Task objective:
Format the lines of the entries below as a numbered list, starting with the line that contains "Thank you for the photo. Could you indicate the metal" and going on through the line that contains "<point>213,88</point>". Include both of those lines, and leave out any blank lines.
--- Data ---
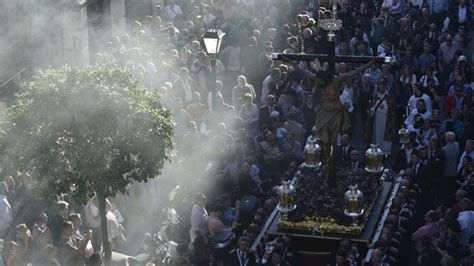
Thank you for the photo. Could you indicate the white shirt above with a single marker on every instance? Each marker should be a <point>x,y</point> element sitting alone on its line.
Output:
<point>265,89</point>
<point>112,226</point>
<point>408,155</point>
<point>462,14</point>
<point>409,121</point>
<point>199,218</point>
<point>413,99</point>
<point>464,154</point>
<point>466,222</point>
<point>91,215</point>
<point>345,98</point>
<point>172,11</point>
<point>5,213</point>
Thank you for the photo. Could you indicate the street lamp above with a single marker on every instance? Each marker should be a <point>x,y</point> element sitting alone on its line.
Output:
<point>212,40</point>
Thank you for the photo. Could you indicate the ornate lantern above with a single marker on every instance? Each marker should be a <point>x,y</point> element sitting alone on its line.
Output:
<point>312,154</point>
<point>354,202</point>
<point>403,135</point>
<point>286,193</point>
<point>374,159</point>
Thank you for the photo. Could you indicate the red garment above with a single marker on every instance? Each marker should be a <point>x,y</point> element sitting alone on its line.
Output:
<point>450,103</point>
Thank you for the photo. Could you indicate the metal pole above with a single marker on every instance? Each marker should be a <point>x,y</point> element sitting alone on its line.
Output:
<point>326,58</point>
<point>213,88</point>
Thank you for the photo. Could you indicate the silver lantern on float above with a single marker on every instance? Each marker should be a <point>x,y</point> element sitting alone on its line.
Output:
<point>403,135</point>
<point>286,193</point>
<point>354,203</point>
<point>374,157</point>
<point>312,154</point>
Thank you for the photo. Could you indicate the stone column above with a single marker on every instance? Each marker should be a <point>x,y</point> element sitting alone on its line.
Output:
<point>75,36</point>
<point>117,17</point>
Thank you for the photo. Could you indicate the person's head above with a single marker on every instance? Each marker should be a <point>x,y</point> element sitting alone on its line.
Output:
<point>341,255</point>
<point>184,73</point>
<point>42,218</point>
<point>62,207</point>
<point>290,137</point>
<point>277,255</point>
<point>354,156</point>
<point>420,105</point>
<point>465,204</point>
<point>426,49</point>
<point>415,157</point>
<point>345,140</point>
<point>241,81</point>
<point>454,114</point>
<point>269,137</point>
<point>3,188</point>
<point>248,98</point>
<point>270,100</point>
<point>469,147</point>
<point>244,167</point>
<point>76,220</point>
<point>67,229</point>
<point>431,217</point>
<point>325,77</point>
<point>10,181</point>
<point>471,245</point>
<point>200,199</point>
<point>381,85</point>
<point>407,6</point>
<point>196,97</point>
<point>433,143</point>
<point>192,127</point>
<point>377,256</point>
<point>449,40</point>
<point>450,137</point>
<point>459,195</point>
<point>51,251</point>
<point>243,244</point>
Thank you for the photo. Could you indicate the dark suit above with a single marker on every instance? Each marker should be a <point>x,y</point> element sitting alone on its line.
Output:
<point>343,157</point>
<point>358,165</point>
<point>436,165</point>
<point>233,259</point>
<point>422,176</point>
<point>264,115</point>
<point>401,161</point>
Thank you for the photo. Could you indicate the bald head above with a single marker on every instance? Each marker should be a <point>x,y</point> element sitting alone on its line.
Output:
<point>450,137</point>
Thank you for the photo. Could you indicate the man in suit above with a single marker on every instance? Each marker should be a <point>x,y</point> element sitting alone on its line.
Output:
<point>402,160</point>
<point>264,119</point>
<point>421,172</point>
<point>436,164</point>
<point>421,175</point>
<point>355,161</point>
<point>241,256</point>
<point>343,151</point>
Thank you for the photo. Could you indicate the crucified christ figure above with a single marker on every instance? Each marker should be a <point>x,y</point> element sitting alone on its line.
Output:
<point>331,117</point>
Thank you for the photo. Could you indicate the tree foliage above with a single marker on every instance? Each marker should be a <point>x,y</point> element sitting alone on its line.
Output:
<point>86,130</point>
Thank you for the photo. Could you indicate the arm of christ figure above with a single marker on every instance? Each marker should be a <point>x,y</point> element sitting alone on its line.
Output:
<point>305,72</point>
<point>345,76</point>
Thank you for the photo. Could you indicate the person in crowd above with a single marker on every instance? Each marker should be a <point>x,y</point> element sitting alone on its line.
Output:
<point>57,219</point>
<point>241,255</point>
<point>6,215</point>
<point>199,217</point>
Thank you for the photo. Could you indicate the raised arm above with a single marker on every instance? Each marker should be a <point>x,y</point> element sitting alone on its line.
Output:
<point>305,72</point>
<point>345,76</point>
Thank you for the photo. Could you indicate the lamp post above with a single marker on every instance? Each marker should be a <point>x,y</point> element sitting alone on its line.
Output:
<point>212,40</point>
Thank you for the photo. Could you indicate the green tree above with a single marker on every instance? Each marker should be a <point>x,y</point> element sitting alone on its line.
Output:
<point>86,131</point>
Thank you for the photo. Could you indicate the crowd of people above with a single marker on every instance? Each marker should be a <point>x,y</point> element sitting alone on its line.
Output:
<point>254,126</point>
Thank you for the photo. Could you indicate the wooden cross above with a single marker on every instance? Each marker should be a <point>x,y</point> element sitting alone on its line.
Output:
<point>331,58</point>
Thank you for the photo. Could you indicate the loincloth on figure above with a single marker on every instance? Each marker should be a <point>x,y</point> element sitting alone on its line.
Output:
<point>329,123</point>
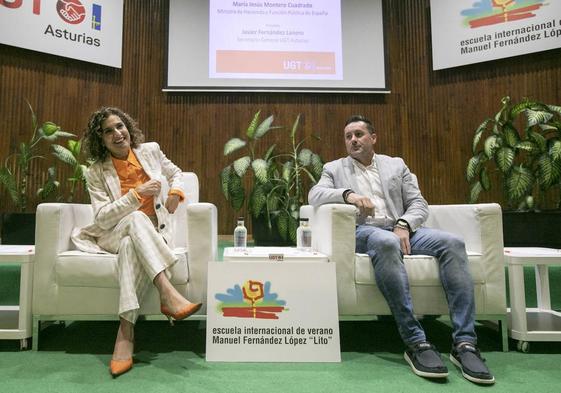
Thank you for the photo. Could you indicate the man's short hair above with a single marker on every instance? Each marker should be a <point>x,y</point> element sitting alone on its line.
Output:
<point>364,119</point>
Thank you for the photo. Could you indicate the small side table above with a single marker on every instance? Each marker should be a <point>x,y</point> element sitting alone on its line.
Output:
<point>532,324</point>
<point>15,321</point>
<point>272,254</point>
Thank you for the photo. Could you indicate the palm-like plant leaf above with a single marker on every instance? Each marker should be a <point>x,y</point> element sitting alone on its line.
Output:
<point>491,144</point>
<point>258,201</point>
<point>519,182</point>
<point>225,180</point>
<point>305,157</point>
<point>555,108</point>
<point>555,149</point>
<point>548,171</point>
<point>473,166</point>
<point>510,135</point>
<point>233,144</point>
<point>8,180</point>
<point>253,125</point>
<point>316,166</point>
<point>537,117</point>
<point>65,155</point>
<point>484,179</point>
<point>478,133</point>
<point>282,225</point>
<point>287,170</point>
<point>50,186</point>
<point>475,190</point>
<point>292,228</point>
<point>75,147</point>
<point>236,191</point>
<point>295,126</point>
<point>56,135</point>
<point>504,110</point>
<point>264,127</point>
<point>538,139</point>
<point>520,107</point>
<point>505,159</point>
<point>269,152</point>
<point>241,165</point>
<point>527,146</point>
<point>260,170</point>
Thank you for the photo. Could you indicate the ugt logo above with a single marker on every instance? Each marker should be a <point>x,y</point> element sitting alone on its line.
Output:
<point>491,12</point>
<point>252,300</point>
<point>71,11</point>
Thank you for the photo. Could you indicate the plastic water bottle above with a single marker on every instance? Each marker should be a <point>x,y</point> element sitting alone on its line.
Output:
<point>240,235</point>
<point>304,236</point>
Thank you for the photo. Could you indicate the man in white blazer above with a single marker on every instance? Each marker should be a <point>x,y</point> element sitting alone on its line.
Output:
<point>132,219</point>
<point>390,225</point>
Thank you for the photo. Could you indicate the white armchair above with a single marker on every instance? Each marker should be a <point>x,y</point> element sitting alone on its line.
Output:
<point>480,225</point>
<point>73,285</point>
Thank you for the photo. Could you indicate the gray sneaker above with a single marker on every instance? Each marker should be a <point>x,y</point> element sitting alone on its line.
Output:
<point>425,361</point>
<point>467,358</point>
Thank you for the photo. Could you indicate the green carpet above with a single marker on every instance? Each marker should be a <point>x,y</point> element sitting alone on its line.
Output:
<point>171,359</point>
<point>75,357</point>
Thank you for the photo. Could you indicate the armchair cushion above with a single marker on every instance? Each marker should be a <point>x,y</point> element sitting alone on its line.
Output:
<point>81,269</point>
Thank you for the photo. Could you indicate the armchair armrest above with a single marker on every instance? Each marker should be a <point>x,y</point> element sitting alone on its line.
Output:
<point>333,234</point>
<point>202,243</point>
<point>55,222</point>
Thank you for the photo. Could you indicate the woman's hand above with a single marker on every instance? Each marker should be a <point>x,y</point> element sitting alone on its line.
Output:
<point>150,188</point>
<point>172,202</point>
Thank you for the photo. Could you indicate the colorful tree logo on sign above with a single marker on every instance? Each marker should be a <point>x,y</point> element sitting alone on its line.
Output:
<point>491,12</point>
<point>253,299</point>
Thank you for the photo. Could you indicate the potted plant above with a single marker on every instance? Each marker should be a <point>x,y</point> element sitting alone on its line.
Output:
<point>520,146</point>
<point>15,176</point>
<point>279,182</point>
<point>71,156</point>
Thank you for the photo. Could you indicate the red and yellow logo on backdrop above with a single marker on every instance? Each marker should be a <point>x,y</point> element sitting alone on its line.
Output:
<point>253,299</point>
<point>491,12</point>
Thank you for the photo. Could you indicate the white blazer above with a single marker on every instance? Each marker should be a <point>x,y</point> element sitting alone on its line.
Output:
<point>401,191</point>
<point>109,206</point>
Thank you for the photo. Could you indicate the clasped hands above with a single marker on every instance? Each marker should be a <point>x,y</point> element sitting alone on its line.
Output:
<point>366,208</point>
<point>152,188</point>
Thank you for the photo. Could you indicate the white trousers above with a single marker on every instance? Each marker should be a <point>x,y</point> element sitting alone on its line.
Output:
<point>142,254</point>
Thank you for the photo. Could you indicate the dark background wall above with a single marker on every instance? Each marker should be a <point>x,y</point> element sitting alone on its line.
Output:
<point>428,118</point>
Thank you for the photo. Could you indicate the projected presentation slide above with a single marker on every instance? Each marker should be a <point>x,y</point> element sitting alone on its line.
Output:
<point>282,45</point>
<point>275,40</point>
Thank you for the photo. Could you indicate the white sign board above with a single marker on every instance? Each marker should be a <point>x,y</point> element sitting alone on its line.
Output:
<point>470,31</point>
<point>89,30</point>
<point>272,312</point>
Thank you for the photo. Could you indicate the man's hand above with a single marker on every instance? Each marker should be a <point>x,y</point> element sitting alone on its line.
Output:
<point>364,204</point>
<point>172,202</point>
<point>150,188</point>
<point>403,235</point>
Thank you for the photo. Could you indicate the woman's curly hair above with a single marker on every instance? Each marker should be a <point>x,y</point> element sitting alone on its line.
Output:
<point>93,137</point>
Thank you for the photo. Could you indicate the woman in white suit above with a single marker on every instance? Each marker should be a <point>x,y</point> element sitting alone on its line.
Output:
<point>131,219</point>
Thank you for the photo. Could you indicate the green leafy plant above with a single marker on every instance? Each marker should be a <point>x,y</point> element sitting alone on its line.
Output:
<point>71,155</point>
<point>522,142</point>
<point>16,172</point>
<point>279,180</point>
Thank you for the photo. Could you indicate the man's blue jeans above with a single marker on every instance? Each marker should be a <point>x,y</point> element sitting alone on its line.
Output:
<point>383,247</point>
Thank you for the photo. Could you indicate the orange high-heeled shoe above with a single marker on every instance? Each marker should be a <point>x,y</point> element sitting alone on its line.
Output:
<point>186,311</point>
<point>118,367</point>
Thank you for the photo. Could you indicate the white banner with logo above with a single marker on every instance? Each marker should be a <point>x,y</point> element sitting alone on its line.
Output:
<point>89,30</point>
<point>470,31</point>
<point>272,312</point>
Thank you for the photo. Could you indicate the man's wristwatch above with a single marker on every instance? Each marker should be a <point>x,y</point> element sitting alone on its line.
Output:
<point>346,194</point>
<point>401,223</point>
---
The solution:
1. Thank you for the photo. Could you indicate the metal pole above with a single marker on every instance? Each marker should be a <point>x,y</point> element sitting alone on its line.
2. Output:
3. <point>326,58</point>
4. <point>213,88</point>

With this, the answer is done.